Galamsey, originally planned for the poor and unemployed local youths has now been invaded by the rich and powerful making it difficult to control and stop. Minister of Lands and Mineral Resources John Abu Jinapor, when inaugurating the national conversation on Galamsey in Accra in April said that his ministry would name and shame big men who are involved. They are all involved in the destruction and the use of heavy earthmoving machines destroying rivers and farms. It makes skeptics wonder how small-scale mining could be any different.

The decision by the minister to suspend all small-scale mining, legal or illegal is in the right direction. The Minerals Commission must relicense and or ban some of them upon lifting the suspension. A condition for relicensing must include the ban of heavy earthmoving machines and a reclamation exercise. Mining in rivers and water bodies, as well as forest reserves and farming areas must be banned permanently.

There is a socio-cultural element in the banning of galamsey that is being ignored. Our rivers are gods and are believed to possess protective powers where they are. The Birim river, for instance, is a major deity and is considered powerful in the Akyem area in the Eastern region where it flows to join the Pra river. It used to be a taboo to fetch water from it on Tuesdays. Asuo Abena, as it is called by the Akyem people used to be feared and revered. Sadly and unfortunately, all of the myths and legends have been ignored as it is being exploited mercilessly. But for what they are worth, they must be invoked to join the campaign to stop the practice. Had our traditional belief system been religiously practiced and adhered to, no sane chief, politician, or businessperson would dare desecrate such a sacred river.

Ghanaians have allowed politics to creep into every facet of life, including the mining sector. And the challenges of illegal mining have largely been seen through political lenses. The New Patriotic Party lost votes even in its traditional strongholds where illegal mining held sway because the opposition National Democratic Congress boldly and openly promised to support illegal mining if voted into office. The success or otherwise of the campaign against galamsey could depend partly on all political parties.

It is about time civil society organizations (CSOs) engaged not only the ruling government but the mining community itself. They must call on the illegal mining community to account for its place in the economic development of the nation. Very little is heard from the CSOs on the big mining conglomerates and the effects of their operations on our environment. So far not much is heard from them on the issue of galamsey.

The national conversation to outlaw illegal small-scale mining must not be confined to Accra. It must be spread all over the nation, among the mining communities in the country. It must remain bi-partisan and inclusive of all shades of opinion. Thankfully, it is going round the regions.

**What you should do:** Retype the stretch of the galamsey text from "It is about" through "issue of galamsey.". The listing has no connection to the text about galamsey.

**Data extracts:**
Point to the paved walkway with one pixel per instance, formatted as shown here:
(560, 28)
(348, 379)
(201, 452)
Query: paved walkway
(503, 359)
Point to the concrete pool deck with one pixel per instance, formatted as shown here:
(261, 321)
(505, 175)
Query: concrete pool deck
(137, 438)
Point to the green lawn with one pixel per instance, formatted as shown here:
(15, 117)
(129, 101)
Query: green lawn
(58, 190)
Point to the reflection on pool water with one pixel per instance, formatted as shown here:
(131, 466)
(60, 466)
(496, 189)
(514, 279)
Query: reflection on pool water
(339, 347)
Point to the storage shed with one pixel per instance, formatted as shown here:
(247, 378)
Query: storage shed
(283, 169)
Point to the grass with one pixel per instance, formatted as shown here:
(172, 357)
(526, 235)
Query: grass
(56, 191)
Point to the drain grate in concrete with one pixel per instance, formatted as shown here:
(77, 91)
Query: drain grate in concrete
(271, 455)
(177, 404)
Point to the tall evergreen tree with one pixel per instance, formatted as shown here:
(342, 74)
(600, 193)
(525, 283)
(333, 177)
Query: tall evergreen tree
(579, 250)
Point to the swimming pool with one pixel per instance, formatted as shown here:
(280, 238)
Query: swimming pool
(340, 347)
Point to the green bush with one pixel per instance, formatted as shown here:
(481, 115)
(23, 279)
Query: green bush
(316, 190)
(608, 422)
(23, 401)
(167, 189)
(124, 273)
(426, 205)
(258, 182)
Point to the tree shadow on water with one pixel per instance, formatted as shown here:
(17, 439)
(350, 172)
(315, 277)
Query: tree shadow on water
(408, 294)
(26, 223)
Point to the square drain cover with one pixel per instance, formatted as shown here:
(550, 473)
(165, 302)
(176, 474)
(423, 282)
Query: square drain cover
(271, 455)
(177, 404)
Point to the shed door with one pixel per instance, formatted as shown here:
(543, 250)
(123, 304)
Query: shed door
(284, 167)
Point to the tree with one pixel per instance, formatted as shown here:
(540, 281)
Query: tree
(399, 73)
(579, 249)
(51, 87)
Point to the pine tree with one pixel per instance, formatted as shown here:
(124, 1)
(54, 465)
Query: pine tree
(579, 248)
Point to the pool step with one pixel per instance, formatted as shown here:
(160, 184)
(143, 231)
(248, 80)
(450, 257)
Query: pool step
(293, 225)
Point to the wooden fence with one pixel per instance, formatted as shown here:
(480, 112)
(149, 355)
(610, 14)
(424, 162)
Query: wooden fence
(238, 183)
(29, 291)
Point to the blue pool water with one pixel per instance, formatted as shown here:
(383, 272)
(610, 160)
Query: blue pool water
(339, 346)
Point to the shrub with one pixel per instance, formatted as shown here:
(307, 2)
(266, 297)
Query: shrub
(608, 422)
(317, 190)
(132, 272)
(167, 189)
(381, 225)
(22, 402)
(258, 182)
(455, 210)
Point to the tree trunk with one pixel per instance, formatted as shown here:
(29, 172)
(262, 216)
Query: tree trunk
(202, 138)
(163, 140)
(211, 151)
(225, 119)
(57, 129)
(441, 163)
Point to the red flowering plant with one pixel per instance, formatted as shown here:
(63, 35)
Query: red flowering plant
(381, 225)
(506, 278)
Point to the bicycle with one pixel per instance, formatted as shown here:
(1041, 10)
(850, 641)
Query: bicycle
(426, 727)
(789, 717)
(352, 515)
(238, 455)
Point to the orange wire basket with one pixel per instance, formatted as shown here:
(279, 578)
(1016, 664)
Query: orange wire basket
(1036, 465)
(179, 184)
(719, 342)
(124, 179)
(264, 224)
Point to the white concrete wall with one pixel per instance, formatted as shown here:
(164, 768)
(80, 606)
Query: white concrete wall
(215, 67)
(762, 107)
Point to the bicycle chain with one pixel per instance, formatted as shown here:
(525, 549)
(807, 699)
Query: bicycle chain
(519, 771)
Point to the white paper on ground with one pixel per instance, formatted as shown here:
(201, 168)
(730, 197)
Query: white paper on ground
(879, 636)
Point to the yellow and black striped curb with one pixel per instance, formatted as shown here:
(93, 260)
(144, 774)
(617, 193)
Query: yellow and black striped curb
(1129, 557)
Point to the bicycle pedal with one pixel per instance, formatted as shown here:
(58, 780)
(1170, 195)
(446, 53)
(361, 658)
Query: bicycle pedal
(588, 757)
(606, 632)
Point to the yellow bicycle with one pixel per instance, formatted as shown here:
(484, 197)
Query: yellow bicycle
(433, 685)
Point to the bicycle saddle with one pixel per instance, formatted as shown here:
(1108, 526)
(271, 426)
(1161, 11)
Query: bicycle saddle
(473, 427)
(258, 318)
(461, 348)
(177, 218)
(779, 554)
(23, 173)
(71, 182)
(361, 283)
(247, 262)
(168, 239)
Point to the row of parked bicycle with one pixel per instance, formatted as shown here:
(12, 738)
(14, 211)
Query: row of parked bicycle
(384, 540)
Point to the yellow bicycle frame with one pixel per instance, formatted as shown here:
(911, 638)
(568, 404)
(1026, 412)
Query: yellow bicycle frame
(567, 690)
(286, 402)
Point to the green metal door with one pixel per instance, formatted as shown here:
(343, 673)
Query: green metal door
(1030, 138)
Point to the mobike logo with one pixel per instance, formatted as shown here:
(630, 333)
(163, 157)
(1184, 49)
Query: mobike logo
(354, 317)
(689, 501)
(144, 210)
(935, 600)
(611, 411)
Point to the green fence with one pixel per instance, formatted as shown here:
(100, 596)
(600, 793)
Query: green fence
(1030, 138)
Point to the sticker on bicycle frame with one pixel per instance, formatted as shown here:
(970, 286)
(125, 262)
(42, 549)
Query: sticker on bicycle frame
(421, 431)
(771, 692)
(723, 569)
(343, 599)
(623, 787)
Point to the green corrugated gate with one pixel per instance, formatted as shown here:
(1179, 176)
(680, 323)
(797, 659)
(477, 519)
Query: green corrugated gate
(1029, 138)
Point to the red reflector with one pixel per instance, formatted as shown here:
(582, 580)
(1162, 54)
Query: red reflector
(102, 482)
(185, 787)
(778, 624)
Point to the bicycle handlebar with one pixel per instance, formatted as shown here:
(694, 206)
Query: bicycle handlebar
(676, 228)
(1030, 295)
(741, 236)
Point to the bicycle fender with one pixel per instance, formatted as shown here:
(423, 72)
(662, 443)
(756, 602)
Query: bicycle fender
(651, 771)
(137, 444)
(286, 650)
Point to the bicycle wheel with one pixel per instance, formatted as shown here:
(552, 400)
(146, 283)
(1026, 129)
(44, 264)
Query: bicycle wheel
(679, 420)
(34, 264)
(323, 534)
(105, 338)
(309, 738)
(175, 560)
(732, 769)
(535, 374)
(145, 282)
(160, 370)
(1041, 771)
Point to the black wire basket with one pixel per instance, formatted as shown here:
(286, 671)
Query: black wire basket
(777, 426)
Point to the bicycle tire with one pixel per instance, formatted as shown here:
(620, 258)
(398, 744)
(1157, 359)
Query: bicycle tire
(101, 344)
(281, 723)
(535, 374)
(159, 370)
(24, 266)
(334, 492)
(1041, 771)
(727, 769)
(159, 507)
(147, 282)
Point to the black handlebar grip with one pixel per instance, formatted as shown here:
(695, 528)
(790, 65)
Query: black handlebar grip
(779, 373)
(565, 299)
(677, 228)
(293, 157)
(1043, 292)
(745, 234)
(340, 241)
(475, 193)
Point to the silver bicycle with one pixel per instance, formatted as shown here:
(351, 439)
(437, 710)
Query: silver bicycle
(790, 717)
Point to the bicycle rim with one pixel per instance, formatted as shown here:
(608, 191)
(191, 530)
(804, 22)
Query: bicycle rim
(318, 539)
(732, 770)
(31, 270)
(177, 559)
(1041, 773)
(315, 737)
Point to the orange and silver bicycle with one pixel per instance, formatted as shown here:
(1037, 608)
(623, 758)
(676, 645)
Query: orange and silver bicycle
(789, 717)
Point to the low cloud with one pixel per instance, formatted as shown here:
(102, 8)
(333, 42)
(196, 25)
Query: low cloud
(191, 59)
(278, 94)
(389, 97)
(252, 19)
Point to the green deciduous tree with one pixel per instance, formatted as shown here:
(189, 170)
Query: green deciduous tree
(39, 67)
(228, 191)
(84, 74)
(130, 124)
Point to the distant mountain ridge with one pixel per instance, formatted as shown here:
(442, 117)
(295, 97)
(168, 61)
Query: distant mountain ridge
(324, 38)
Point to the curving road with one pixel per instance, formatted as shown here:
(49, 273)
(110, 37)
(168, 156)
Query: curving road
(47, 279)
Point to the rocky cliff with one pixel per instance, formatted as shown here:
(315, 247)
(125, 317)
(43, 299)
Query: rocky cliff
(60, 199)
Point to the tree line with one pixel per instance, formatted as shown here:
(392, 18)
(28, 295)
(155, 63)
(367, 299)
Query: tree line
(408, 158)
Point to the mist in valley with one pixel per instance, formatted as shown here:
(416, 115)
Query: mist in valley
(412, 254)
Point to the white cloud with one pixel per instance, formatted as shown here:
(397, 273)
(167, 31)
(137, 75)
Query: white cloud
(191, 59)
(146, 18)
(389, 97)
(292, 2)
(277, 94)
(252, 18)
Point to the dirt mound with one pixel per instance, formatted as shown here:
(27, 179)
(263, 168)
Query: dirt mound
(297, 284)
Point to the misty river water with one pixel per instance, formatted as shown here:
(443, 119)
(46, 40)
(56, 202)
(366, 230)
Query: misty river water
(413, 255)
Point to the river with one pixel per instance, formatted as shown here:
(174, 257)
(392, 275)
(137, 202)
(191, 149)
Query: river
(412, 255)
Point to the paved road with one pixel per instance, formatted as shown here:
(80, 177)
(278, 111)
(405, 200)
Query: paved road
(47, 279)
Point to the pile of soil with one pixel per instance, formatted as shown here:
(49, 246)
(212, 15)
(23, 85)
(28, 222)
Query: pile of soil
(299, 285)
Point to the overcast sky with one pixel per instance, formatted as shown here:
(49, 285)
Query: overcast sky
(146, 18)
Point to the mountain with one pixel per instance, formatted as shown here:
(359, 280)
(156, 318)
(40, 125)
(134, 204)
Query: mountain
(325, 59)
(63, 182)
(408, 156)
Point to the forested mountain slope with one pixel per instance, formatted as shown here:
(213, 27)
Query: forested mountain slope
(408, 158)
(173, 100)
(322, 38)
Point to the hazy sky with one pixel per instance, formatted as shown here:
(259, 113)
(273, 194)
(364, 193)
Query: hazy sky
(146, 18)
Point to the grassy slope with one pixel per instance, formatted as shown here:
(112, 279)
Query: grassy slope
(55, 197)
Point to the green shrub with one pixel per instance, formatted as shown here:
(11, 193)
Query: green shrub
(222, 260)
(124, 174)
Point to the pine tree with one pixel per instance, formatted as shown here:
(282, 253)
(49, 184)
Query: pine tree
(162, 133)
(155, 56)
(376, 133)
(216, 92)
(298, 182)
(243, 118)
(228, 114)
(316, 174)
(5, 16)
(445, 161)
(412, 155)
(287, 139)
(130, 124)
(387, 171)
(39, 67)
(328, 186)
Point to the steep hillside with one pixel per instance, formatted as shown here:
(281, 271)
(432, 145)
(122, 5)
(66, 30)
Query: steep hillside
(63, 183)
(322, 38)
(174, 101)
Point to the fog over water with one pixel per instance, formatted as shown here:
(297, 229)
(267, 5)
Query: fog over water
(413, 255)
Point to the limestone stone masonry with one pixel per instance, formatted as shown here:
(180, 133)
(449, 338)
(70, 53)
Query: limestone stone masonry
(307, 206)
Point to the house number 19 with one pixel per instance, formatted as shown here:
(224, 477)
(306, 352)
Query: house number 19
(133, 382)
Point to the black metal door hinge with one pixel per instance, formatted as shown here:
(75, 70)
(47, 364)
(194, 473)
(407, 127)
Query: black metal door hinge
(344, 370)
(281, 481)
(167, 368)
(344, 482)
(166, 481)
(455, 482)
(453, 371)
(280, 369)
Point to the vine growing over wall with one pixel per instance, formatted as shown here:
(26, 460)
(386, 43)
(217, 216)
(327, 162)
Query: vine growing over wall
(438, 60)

**Output of the task:**
It is about time civil society organizations (CSOs) engaged not only the ruling government but the mining community itself. They must call on the illegal mining community to account for its place in the economic development of the nation. Very little is heard from the CSOs on the big mining conglomerates and the effects of their operations on our environment. So far not much is heard from them on the issue of galamsey.